■ **EXERCISE INSTRUCTIONS**:
a - According to the sermon excerpt, on what day was the Year of Jubilee to be announced under the ancient law in Leviticus?
b - Please reproduce the sermon excerpt between "All things come" and "justice of God.", inclusive, swapping "wispy" for "vague".
c - Name every attribute the offertory words quoted in the sermon excerpt ascribe to the Lord.

* begin DOCUMENT SEGMENT *

Sadly, however, like the driving of red cars on Lake Street and singing off-key in North Carolina, as far as anyone can tell the law of Jubilee was never enacted in all the long history of ancient Israel. It simply sat in the books, or scrolls as it were, unobserved.

The Assurance of Jubilee

Now, suddenly, hundreds of years after Moses, in the prophet Isaiah, as we are bidden to look ahead to the coming messianic kingdom, what do we hear about once again? The Jubilee.
The Spirit of the Lord God is upon me,
because the Lord has anointed me;
he has sent me to bring good news to the oppressed,
to bind up the broken-hearted,
to proclaim liberty to the captives,
and release to the prisoners;
to proclaim the year of the Lord’s favor,
and the day of vengeance of our God;
to comfort all who mourn;
to provide for those who mourn in Zion—
to give them a garland instead of ashes,
the oil of gladness instead of mourning,
the mantle of praise instead of a faint spirit.
I suppose we could say that the Year of Jubilee had been something of a utopian dream. It was to have been a universal act of practical recognition that God and God alone is the giver of our land, our freedom and our sustenance. It was putting wheels under those words that we say at the offertory Sunday by Sunday:
Yours, Lord, is the greatness, the power,
the glory, the victory and the majesty.
For everything in heaven and on earth is yours.
All things come from you, O Lord,
and of your own do we give you. (1 Chronicles 29:11,14)
The distant echo of the long-forgotten Law of Jubilee rings clearly through the words of Isaiah. The day was coming when God’s justice would not just be a principle that we read about in the ancient texts of Scripture. Nor was the promise that Isaiah foresaw merely some wispy existence in a heavenly world. It was solid. It was real—a present, all-encompassing reality, a feature of the transformation of all creation to reflect the glory, the holiness, the compassion and the perfect justice of God.
So it is that the whole principle of Jubilee arises out of the character of God himself. We see this in verse 8: “For I the Lord love justice, I hate robbery and wrongdoing;” and again in verse 11: “As the earth brings forth its shoots, and as a garden causes what is sown in it to spring up, so the Lord God will cause righteousness and praise to spring up before all the nations.”
I don’t believe it is a coincidence, therefore, that in the ancient law in Leviticus the Year of Jubilee was to be announced on the Day of Atonement, Yom Kippur. This was the single day in the year when the high priest could enter the Holy of Holies in the Temple. There he would call on the name of the Lord and offer a blood sacrifice on behalf of the people. It was on that holiest of days, after the passage of seven times seven years, that the Jubilee was to be proclaimed. The message was clear: Justice springs out of reconciliation with God—and conversely, reconciliation with God issues in justice.

The Bringer of Jubilee

We hear Isaiah’s foretelling of Jubilee once again in the New Testament, as a young man walks to the front of the synagogue in Nazareth, unrolls the scroll of Isaiah and scans down it until he comes to the point where it reads,
The Spirit of the Lord is upon me,
because he has anointed me
to bring good news to the poor.

* end DOCUMENT SEGMENT *
* begin RAW RECORDS *

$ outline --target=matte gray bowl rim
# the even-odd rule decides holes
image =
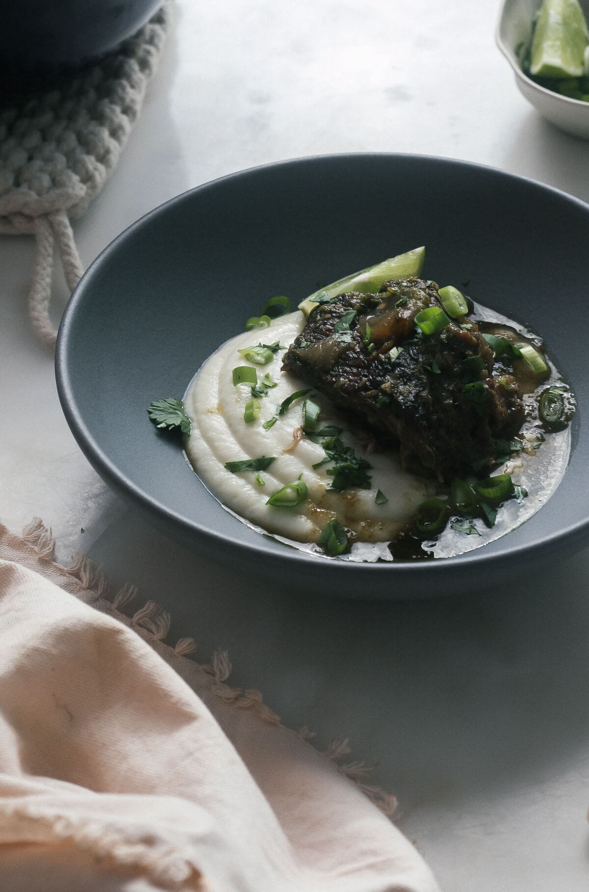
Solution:
[[[152,219],[157,218],[164,208],[169,208],[173,204],[185,201],[190,201],[193,197],[197,197],[202,192],[214,189],[218,183],[230,181],[236,178],[251,177],[257,175],[260,171],[265,169],[286,168],[291,165],[306,164],[310,161],[328,161],[329,159],[348,159],[350,161],[354,161],[361,158],[388,159],[391,161],[406,159],[409,161],[423,161],[425,163],[448,165],[448,167],[466,167],[472,169],[485,170],[494,176],[507,178],[518,183],[527,183],[535,187],[544,189],[573,202],[579,207],[583,208],[585,211],[589,212],[589,204],[581,201],[581,199],[576,198],[574,195],[570,195],[562,189],[547,186],[528,177],[523,177],[518,174],[513,174],[502,170],[500,168],[494,168],[491,165],[479,164],[473,161],[460,161],[453,158],[445,158],[439,155],[388,152],[328,153],[326,154],[307,155],[299,158],[288,159],[286,161],[274,161],[270,164],[256,165],[255,167],[235,171],[223,177],[209,180],[201,186],[195,186],[192,189],[188,189],[186,192],[176,195],[140,217],[137,220],[124,229],[119,235],[117,235],[92,261],[70,298],[62,317],[55,349],[55,378],[57,390],[66,420],[76,441],[78,442],[78,444],[80,446],[90,464],[115,490],[121,491],[125,496],[129,498],[131,501],[137,503],[139,508],[144,510],[146,509],[148,514],[165,517],[171,524],[178,527],[184,533],[185,538],[187,538],[186,533],[187,533],[192,537],[203,537],[205,540],[212,540],[217,544],[222,543],[228,549],[230,549],[236,556],[239,555],[245,561],[257,559],[263,562],[264,558],[268,559],[269,553],[263,547],[264,540],[261,535],[260,536],[260,545],[249,543],[245,544],[230,536],[212,531],[195,521],[187,520],[181,515],[177,514],[174,510],[167,508],[157,500],[152,499],[149,495],[144,492],[141,488],[137,486],[129,476],[122,474],[118,469],[114,462],[109,458],[108,455],[103,451],[86,426],[84,419],[79,414],[74,400],[72,383],[68,369],[69,332],[71,330],[69,322],[74,317],[85,300],[86,290],[87,287],[89,286],[93,271],[99,266],[108,263],[111,254],[120,250],[120,246],[124,244],[125,240],[129,235],[151,222]],[[178,456],[178,460],[182,460],[181,456]],[[213,497],[212,496],[211,498]],[[509,533],[498,541],[502,541],[506,542],[509,541]],[[525,558],[525,563],[528,564],[531,558],[538,555],[541,555],[543,560],[548,555],[558,550],[559,547],[565,542],[567,542],[569,546],[574,544],[576,547],[580,548],[582,547],[582,543],[587,541],[589,541],[589,512],[586,519],[564,527],[563,529],[549,535],[543,536],[532,544],[524,544],[511,548],[510,548],[509,545],[506,545],[506,547],[502,548],[501,551],[491,553],[486,552],[485,546],[482,546],[463,555],[439,558],[437,560],[415,562],[407,561],[400,563],[393,561],[382,563],[360,563],[338,560],[329,560],[328,562],[324,558],[308,555],[305,552],[294,549],[291,550],[290,549],[285,548],[283,553],[280,553],[279,556],[274,555],[273,557],[275,560],[279,557],[280,562],[284,562],[285,565],[294,565],[292,567],[293,570],[294,570],[295,565],[301,561],[311,564],[313,566],[317,566],[318,562],[319,561],[324,565],[328,563],[328,566],[333,568],[334,574],[336,574],[339,577],[337,582],[341,584],[353,582],[354,579],[360,582],[361,576],[367,577],[366,580],[364,580],[367,584],[369,583],[370,578],[372,578],[376,582],[377,577],[378,577],[380,581],[382,581],[384,577],[388,577],[388,581],[393,582],[393,576],[396,577],[400,582],[406,580],[410,585],[411,581],[413,582],[417,582],[418,580],[422,578],[425,582],[425,577],[429,577],[432,584],[435,584],[436,570],[434,568],[439,567],[440,571],[444,570],[444,576],[447,576],[452,570],[456,570],[457,574],[462,576],[465,574],[468,574],[469,570],[472,573],[472,571],[476,569],[477,574],[479,575],[480,574],[481,584],[485,585],[483,574],[487,567],[495,567],[496,565],[503,563],[510,564],[513,566],[518,558]],[[571,550],[571,549],[568,548],[567,550]]]

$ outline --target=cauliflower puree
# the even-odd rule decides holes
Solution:
[[[326,473],[329,461],[320,467],[313,465],[325,458],[320,443],[301,436],[304,397],[294,401],[269,430],[262,425],[275,416],[277,406],[306,384],[282,372],[285,350],[304,326],[301,312],[289,313],[272,321],[269,328],[238,334],[223,344],[191,382],[184,407],[192,423],[186,444],[187,455],[209,490],[236,514],[269,533],[299,542],[316,542],[326,524],[334,517],[366,542],[387,542],[409,524],[419,504],[436,491],[436,484],[401,467],[394,451],[378,451],[369,434],[353,434],[328,401],[317,392],[308,395],[321,406],[317,425],[342,428],[341,440],[355,450],[358,458],[372,466],[371,489],[330,491],[332,478]],[[271,362],[255,366],[238,353],[259,342],[279,342],[281,348]],[[245,404],[252,400],[251,385],[234,385],[233,369],[237,366],[256,368],[258,381],[269,374],[277,386],[259,401],[259,418],[244,420]],[[300,438],[300,439],[299,439]],[[227,462],[273,456],[276,460],[267,470],[233,474]],[[268,505],[268,499],[301,475],[307,485],[307,498],[295,508]],[[256,479],[258,477],[258,479]],[[260,484],[263,481],[263,485]],[[377,504],[381,490],[388,500]]]

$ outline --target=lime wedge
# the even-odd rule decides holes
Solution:
[[[378,291],[383,282],[386,282],[387,279],[419,276],[423,269],[425,257],[425,248],[415,248],[413,251],[408,251],[406,254],[399,254],[373,267],[367,267],[358,273],[353,273],[343,279],[332,282],[325,288],[319,288],[299,303],[299,310],[302,310],[305,316],[309,316],[311,310],[317,306],[318,301],[314,298],[319,295],[336,297],[337,294],[343,294],[346,291],[360,291],[362,294],[369,294],[370,292]]]
[[[578,0],[544,0],[538,11],[530,74],[537,78],[579,78],[589,31]]]

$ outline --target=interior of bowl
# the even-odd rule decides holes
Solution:
[[[220,559],[270,574],[287,565],[294,578],[344,594],[402,597],[490,582],[586,535],[587,244],[589,207],[466,162],[338,155],[245,171],[148,214],[93,263],[60,331],[60,398],[99,473],[166,532]],[[456,558],[351,565],[266,540],[212,498],[146,407],[181,396],[203,360],[273,294],[296,305],[318,283],[419,244],[426,277],[469,279],[476,301],[547,336],[578,400],[562,483],[518,529]]]
[[[545,87],[531,80],[521,70],[521,47],[527,46],[532,37],[534,16],[540,8],[542,0],[505,0],[497,28],[497,43],[503,54],[511,63],[516,74],[528,84],[551,95],[558,95],[560,99],[579,105],[586,105],[577,99],[561,96],[560,94],[548,91]],[[579,0],[580,6],[589,21],[589,0]]]

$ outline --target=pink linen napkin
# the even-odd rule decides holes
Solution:
[[[187,659],[165,615],[127,618],[129,588],[113,606],[28,538],[0,527],[0,889],[437,892],[357,784],[225,684],[225,655]]]

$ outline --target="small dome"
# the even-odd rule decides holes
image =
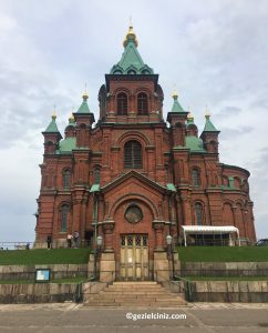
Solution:
[[[205,152],[204,143],[202,139],[190,135],[190,137],[186,137],[185,140],[186,140],[186,148],[188,148],[190,151]]]
[[[134,32],[132,26],[130,26],[128,32],[126,33],[125,39],[124,39],[124,41],[123,41],[124,48],[127,46],[127,42],[128,42],[130,40],[132,40],[132,41],[134,42],[135,47],[137,48],[138,42],[137,42],[136,33]]]

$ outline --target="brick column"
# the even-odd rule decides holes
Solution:
[[[102,224],[103,229],[103,245],[104,252],[112,252],[113,249],[113,230],[114,230],[114,221],[104,221]]]
[[[162,221],[154,221],[153,225],[154,225],[154,230],[155,230],[155,250],[164,251],[164,226],[165,226],[165,223]]]

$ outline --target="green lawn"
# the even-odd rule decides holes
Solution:
[[[90,249],[9,250],[0,251],[0,265],[83,264]]]
[[[182,246],[182,262],[268,261],[268,246]]]

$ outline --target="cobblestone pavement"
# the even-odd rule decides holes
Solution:
[[[145,316],[158,319],[145,319]],[[159,319],[159,316],[178,319]],[[127,319],[128,316],[130,319]],[[143,316],[144,319],[138,319]],[[178,309],[86,309],[74,303],[1,304],[6,333],[268,332],[268,304],[192,303]]]

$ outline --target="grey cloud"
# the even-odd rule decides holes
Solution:
[[[241,113],[241,111],[243,110],[237,107],[225,107],[221,108],[218,112],[215,112],[215,117],[217,117],[217,119],[220,119],[220,118],[237,115]]]
[[[233,140],[239,135],[248,134],[252,132],[252,127],[240,127],[238,129],[220,128],[220,140]]]

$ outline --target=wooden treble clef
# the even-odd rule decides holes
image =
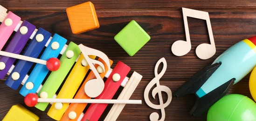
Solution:
[[[163,69],[161,72],[159,74],[157,73],[157,70],[159,65],[161,62],[163,64]],[[162,117],[161,119],[159,120],[159,114],[156,112],[152,113],[150,116],[150,121],[164,121],[165,118],[165,108],[170,104],[171,101],[172,101],[172,91],[171,89],[166,86],[160,85],[159,82],[159,80],[165,74],[167,68],[167,63],[164,58],[162,58],[156,64],[155,67],[155,78],[154,78],[147,85],[145,90],[144,91],[144,98],[145,101],[147,104],[152,108],[156,109],[161,109],[161,113],[162,114]],[[155,85],[156,84],[156,87],[154,88],[152,91],[152,96],[155,99],[155,97],[157,94],[158,94],[159,97],[159,104],[156,105],[153,104],[149,98],[149,94],[150,89]],[[162,92],[165,92],[167,94],[167,100],[165,103],[164,103],[163,101],[163,97],[162,96]]]

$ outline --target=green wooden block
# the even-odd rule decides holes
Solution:
[[[130,56],[132,56],[150,40],[150,36],[132,20],[114,39]]]

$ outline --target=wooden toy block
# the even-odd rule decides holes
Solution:
[[[131,56],[133,56],[150,40],[150,36],[134,20],[131,21],[114,37]]]
[[[39,117],[20,104],[14,105],[3,119],[3,121],[39,121]]]
[[[99,27],[94,6],[91,2],[68,7],[66,11],[73,34],[79,34]]]

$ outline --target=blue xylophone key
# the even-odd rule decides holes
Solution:
[[[40,28],[33,39],[28,45],[23,55],[37,58],[43,49],[51,34],[42,28]],[[5,81],[5,84],[14,89],[17,89],[34,64],[32,62],[19,60]],[[19,74],[20,78],[14,81],[13,74]]]
[[[66,42],[66,39],[55,34],[42,54],[41,59],[47,60],[50,58],[57,58]],[[29,93],[35,93],[48,72],[45,65],[37,64],[20,91],[20,93],[23,96]]]
[[[20,29],[12,38],[5,51],[20,54],[35,29],[35,26],[24,20],[21,25]],[[2,64],[5,65],[5,67],[0,71],[0,79],[3,79],[5,77],[15,60],[15,58],[0,56],[0,62]],[[18,76],[15,77],[14,80],[16,80],[18,77]]]

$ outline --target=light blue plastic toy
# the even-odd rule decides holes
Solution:
[[[197,99],[190,113],[203,112],[225,95],[256,66],[256,36],[245,39],[227,49],[213,64],[196,73],[174,95],[195,94]]]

* end RAW RECORDS *

■ **ANSWERS GIVEN**:
a - On the Day of Atonement, Yom Kippur.

b -
All things come from you, O Lord,
and of your own do we give you. (1 Chronicles 29:11,14)
The distant echo of the long-forgotten Law of Jubilee rings clearly through the words of Isaiah. The day was coming when God’s justice would not just be a principle that we read about in the ancient texts of Scripture. Nor was the promise that Isaiah foresaw merely some vague existence in a heavenly world. It was solid. It was real—a present, all-encompassing reality, a feature of the transformation of all creation to reflect the glory, the holiness, the compassion and the perfect justice of God.

c - Greatness, power, glory, victory, majesty